**Instructions to follow**
The answer must be one number: how many lines in the data below include the string "coords".
[Records supplied Boundary: Start]
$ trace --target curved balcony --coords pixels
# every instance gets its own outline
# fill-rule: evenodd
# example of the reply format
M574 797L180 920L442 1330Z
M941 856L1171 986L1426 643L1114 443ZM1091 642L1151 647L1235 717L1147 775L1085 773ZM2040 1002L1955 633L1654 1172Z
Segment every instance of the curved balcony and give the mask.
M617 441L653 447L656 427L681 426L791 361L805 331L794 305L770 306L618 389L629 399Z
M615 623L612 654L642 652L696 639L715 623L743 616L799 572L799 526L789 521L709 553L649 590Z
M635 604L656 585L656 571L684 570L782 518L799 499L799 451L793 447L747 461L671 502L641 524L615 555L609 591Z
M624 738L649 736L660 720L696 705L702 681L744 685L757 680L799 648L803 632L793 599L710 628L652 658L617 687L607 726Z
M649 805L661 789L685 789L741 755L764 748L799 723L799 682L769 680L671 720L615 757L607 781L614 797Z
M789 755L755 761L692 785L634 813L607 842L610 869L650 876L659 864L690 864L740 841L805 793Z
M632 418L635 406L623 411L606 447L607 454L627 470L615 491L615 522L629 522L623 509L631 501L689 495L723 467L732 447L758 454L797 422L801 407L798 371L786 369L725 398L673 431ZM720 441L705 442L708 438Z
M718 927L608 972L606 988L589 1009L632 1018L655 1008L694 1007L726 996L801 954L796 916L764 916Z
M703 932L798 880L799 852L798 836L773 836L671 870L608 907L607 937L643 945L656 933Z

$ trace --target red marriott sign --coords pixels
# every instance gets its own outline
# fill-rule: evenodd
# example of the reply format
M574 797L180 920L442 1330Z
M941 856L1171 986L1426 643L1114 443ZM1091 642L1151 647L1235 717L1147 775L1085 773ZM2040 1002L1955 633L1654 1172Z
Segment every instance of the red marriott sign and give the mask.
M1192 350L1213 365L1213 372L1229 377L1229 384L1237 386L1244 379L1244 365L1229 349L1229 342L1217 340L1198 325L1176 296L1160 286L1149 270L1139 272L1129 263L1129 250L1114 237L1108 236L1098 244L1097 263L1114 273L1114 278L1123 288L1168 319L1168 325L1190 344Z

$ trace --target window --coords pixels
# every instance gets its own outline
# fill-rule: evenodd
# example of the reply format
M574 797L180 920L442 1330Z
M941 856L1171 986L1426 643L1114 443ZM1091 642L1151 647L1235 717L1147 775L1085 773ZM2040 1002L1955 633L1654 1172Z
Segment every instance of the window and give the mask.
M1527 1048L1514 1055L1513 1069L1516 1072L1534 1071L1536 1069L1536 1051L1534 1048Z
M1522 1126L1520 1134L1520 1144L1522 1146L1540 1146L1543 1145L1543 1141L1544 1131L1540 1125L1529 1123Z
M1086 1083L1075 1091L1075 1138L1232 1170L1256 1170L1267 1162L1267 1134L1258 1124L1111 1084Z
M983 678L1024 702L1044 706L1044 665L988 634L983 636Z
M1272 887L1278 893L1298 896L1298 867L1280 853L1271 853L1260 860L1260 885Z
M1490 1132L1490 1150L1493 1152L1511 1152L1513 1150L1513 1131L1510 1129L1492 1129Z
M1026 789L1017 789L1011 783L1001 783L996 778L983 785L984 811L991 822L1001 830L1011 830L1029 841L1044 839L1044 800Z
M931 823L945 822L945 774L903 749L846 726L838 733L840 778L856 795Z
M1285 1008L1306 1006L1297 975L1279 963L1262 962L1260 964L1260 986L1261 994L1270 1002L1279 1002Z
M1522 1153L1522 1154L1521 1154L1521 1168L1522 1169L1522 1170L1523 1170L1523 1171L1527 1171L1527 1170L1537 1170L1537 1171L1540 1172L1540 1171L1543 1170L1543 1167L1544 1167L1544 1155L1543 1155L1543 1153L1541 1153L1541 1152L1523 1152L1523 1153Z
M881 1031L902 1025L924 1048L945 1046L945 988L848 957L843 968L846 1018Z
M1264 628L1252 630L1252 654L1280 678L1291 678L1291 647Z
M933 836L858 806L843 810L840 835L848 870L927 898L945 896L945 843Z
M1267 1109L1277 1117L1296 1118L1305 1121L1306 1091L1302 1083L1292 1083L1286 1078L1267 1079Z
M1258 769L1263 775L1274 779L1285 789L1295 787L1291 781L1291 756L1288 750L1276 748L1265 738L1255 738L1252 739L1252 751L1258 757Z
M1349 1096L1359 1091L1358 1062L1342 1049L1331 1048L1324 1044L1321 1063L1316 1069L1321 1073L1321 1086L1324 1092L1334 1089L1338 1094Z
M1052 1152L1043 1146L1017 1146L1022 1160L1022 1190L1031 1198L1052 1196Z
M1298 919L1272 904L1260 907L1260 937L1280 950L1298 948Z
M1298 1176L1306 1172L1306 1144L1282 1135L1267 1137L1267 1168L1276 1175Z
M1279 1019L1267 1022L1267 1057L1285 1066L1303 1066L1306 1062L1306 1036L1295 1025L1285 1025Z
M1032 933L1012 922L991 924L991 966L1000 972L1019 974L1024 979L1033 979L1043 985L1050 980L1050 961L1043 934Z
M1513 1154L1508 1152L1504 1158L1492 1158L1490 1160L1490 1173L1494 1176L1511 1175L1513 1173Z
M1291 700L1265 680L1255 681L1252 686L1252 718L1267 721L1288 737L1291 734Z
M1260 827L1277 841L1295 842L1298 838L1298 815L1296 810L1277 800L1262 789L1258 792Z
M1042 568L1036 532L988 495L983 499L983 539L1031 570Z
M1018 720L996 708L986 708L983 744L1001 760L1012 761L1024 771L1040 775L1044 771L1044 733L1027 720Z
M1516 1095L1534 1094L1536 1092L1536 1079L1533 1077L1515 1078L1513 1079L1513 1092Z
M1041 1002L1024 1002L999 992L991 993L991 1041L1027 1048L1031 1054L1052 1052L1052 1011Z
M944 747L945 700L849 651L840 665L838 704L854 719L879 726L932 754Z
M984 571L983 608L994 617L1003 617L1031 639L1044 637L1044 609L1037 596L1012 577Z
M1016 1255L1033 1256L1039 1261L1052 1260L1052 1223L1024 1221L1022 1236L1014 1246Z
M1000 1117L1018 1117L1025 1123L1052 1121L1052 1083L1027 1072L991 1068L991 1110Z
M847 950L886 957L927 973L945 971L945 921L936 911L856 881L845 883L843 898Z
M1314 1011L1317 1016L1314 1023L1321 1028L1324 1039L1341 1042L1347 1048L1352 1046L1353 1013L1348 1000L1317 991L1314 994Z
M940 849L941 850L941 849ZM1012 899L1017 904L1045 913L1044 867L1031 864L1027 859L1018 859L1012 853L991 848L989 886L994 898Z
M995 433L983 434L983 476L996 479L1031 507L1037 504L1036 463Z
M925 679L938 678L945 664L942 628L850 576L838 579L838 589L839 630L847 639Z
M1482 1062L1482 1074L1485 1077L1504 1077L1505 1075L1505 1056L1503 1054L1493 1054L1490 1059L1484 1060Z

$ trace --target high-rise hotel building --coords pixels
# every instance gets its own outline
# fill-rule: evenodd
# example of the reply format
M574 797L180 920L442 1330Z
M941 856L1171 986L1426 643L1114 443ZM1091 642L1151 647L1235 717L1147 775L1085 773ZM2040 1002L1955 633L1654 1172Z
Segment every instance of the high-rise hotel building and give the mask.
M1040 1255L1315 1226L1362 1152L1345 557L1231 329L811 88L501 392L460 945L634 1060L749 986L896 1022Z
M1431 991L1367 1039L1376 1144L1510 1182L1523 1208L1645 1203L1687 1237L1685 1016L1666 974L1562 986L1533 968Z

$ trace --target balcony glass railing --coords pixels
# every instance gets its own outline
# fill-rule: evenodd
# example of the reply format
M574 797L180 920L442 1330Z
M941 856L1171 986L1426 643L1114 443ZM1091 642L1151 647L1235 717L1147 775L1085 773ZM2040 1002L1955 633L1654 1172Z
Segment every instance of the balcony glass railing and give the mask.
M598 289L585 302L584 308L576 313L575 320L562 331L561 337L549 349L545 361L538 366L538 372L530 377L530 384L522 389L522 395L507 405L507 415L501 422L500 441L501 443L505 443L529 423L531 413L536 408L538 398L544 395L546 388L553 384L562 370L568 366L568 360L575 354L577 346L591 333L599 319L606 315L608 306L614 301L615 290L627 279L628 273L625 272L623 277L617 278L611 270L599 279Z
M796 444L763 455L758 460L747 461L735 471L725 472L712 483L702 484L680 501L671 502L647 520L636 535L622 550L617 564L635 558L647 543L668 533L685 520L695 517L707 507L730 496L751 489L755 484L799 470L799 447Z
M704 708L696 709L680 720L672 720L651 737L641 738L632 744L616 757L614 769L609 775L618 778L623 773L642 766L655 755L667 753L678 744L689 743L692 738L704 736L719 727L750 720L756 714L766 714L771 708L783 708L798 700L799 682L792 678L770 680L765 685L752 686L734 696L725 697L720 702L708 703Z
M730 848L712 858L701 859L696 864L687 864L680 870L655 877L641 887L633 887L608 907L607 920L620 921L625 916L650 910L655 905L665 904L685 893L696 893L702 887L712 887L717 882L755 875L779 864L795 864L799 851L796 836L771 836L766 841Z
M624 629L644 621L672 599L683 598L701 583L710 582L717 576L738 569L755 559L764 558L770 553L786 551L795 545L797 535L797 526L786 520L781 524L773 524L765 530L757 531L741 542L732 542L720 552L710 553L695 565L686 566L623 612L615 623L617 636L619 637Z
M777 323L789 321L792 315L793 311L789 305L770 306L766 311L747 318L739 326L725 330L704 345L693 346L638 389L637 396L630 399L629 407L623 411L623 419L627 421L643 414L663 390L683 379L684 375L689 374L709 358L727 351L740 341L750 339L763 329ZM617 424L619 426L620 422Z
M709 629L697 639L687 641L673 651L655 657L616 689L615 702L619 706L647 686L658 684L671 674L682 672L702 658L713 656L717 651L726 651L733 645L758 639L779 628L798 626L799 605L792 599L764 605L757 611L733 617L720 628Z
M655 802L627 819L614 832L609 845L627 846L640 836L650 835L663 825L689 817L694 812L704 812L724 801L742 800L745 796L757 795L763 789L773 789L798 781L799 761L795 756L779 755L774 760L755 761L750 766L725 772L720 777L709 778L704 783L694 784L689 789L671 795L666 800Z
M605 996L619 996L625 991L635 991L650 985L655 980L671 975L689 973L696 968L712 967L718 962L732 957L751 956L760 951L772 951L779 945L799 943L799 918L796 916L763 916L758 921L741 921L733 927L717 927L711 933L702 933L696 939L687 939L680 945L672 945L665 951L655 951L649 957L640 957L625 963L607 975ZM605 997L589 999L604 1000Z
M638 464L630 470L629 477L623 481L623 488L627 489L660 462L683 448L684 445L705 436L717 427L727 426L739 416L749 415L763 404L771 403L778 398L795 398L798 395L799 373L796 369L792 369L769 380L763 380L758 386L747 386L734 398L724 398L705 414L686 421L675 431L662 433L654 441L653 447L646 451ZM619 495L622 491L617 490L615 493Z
[Records supplied Boundary: End]
**Written response**
5